::: AVAILABLE RECORDS
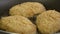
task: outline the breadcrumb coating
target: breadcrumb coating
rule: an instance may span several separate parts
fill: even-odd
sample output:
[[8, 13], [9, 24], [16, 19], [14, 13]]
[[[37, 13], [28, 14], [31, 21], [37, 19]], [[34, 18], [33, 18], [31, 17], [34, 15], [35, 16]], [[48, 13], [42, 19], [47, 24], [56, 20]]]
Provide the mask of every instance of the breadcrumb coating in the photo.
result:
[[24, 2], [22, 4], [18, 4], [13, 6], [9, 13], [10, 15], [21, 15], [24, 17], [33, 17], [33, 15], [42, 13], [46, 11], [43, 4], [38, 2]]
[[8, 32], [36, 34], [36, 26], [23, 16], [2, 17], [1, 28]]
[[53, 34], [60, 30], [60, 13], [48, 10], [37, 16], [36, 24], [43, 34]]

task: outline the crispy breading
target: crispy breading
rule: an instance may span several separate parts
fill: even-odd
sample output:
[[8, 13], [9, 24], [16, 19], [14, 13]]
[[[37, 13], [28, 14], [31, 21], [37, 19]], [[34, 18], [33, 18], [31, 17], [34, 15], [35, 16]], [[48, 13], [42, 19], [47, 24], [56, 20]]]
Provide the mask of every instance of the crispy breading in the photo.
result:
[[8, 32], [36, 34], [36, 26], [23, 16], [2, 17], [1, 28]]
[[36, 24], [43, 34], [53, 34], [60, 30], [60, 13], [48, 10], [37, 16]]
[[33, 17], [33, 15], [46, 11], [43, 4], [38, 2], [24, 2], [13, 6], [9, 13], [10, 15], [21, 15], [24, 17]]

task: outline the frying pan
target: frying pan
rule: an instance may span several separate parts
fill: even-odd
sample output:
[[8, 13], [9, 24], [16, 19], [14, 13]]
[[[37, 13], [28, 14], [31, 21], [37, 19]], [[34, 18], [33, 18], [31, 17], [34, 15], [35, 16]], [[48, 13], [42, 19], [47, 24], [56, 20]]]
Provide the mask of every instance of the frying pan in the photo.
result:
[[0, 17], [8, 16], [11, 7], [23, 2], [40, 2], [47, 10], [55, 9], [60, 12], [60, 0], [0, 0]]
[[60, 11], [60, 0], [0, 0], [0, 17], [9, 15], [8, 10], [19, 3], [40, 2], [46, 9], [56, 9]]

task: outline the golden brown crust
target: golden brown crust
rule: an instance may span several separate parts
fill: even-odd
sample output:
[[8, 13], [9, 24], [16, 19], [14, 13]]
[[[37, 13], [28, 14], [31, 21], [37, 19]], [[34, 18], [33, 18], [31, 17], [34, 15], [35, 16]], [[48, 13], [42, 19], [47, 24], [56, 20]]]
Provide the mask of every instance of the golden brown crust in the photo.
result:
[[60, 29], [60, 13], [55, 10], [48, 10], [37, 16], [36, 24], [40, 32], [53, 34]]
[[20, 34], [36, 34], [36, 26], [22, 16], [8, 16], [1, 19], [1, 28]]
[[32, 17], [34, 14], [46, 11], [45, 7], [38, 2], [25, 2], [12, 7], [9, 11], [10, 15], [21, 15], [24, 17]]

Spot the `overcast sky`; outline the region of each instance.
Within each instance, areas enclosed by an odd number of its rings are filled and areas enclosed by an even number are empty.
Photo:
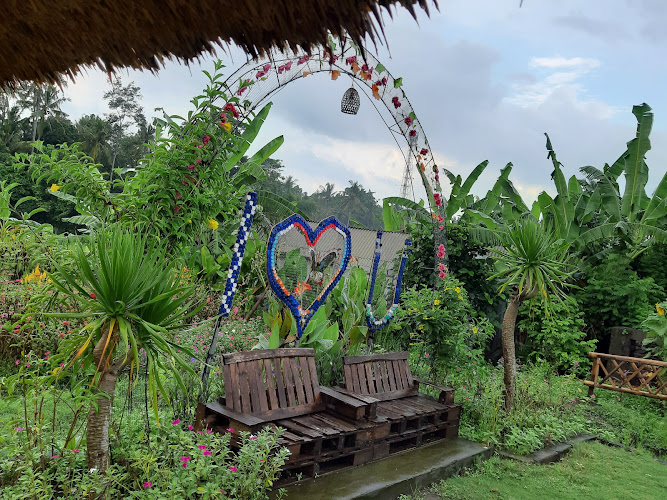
::::::
REQUIRED ACTION:
Look over the listing. Pull out every line with the string "crispy" in it.

ANSWER SECTION:
task: outline the crispy breading
target: crispy breading
Provide the mask of every instance of the crispy breading in the photo.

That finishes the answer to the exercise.